> _Work item_
Provide the number of lines below containing the word "each", without any other words.

> _Available data_
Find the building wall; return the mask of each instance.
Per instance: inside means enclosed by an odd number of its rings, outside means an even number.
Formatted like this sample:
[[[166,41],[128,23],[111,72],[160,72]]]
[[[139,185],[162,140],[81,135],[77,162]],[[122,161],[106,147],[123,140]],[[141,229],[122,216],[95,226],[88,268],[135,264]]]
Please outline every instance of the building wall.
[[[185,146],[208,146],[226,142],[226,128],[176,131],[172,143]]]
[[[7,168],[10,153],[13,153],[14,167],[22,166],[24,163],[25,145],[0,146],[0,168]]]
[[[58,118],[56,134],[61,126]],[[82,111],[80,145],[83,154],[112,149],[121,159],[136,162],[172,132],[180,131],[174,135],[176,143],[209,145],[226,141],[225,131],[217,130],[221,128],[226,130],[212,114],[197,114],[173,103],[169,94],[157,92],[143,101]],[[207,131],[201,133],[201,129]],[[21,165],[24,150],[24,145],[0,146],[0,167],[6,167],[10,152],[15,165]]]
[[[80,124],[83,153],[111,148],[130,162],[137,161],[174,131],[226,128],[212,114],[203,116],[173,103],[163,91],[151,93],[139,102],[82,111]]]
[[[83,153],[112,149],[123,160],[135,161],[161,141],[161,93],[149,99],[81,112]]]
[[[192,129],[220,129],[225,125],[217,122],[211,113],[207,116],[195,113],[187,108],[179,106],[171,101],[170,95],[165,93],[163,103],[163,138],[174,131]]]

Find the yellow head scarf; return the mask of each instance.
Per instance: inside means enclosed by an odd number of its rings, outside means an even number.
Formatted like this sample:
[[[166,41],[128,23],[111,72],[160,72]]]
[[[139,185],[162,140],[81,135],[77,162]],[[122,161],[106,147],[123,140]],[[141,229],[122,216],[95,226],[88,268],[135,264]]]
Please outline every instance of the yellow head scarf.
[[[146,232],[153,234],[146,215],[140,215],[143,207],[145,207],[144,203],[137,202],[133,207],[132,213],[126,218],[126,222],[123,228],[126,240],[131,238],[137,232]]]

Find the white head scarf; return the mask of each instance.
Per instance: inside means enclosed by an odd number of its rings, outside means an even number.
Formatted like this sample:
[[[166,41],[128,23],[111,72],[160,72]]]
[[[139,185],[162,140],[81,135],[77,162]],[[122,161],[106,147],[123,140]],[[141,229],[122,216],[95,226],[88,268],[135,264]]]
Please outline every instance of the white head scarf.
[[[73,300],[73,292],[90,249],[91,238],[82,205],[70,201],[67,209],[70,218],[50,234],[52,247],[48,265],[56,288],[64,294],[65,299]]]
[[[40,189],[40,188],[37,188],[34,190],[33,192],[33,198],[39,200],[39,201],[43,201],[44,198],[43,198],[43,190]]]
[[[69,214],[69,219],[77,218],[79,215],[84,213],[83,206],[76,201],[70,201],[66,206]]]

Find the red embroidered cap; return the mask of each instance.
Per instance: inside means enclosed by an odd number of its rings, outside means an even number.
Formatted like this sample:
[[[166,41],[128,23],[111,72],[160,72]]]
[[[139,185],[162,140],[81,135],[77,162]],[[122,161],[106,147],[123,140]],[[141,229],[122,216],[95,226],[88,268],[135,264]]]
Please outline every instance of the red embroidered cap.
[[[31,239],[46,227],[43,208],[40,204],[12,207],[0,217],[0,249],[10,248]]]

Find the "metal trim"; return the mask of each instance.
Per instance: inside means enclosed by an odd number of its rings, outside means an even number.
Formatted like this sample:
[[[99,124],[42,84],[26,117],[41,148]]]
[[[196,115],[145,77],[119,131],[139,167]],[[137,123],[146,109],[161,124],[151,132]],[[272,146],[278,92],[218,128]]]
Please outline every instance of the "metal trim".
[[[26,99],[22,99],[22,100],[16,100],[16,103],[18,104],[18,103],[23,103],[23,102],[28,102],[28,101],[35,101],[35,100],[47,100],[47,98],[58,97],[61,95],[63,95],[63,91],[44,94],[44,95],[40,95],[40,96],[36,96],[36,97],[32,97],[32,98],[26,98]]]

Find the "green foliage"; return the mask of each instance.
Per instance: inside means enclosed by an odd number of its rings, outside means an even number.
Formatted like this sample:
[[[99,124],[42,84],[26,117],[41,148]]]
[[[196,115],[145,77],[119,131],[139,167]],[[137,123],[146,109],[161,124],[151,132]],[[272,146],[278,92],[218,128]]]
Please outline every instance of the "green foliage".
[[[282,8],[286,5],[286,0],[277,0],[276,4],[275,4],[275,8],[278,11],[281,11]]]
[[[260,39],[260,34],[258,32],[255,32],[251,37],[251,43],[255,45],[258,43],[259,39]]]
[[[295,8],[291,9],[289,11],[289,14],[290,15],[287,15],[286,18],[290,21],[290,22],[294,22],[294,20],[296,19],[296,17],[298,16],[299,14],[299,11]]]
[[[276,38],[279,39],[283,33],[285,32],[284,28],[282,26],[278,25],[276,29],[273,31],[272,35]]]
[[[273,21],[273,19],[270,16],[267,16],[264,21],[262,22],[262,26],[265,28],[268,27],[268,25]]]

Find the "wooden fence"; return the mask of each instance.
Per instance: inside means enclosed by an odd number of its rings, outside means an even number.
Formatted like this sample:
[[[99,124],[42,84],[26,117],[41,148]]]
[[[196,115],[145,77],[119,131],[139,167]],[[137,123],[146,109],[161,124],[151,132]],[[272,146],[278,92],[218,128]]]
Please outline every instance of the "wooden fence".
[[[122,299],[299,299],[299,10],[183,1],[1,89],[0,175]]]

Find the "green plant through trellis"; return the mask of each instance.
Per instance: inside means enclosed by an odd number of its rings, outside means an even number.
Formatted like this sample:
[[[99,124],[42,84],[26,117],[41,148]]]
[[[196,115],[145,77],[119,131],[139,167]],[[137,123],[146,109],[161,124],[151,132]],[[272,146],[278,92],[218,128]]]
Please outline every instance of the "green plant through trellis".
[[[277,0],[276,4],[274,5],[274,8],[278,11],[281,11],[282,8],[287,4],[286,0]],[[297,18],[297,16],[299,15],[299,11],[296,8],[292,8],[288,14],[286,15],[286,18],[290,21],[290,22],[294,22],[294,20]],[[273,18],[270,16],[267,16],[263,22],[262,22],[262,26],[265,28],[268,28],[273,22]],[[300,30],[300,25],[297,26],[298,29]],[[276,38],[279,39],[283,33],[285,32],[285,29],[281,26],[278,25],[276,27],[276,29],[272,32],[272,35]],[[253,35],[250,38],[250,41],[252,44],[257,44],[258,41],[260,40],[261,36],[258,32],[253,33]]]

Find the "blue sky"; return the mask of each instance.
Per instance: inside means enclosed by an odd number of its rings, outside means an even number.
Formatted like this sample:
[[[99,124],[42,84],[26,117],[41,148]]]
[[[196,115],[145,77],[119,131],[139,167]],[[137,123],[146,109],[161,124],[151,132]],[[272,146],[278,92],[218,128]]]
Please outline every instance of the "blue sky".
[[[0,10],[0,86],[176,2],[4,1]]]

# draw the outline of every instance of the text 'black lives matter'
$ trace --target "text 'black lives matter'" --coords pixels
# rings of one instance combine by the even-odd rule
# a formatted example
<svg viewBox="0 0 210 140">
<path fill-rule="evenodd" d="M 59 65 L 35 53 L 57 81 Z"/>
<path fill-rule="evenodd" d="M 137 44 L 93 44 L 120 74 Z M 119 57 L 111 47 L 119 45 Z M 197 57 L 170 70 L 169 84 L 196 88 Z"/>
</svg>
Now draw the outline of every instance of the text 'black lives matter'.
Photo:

> _Completed exercise_
9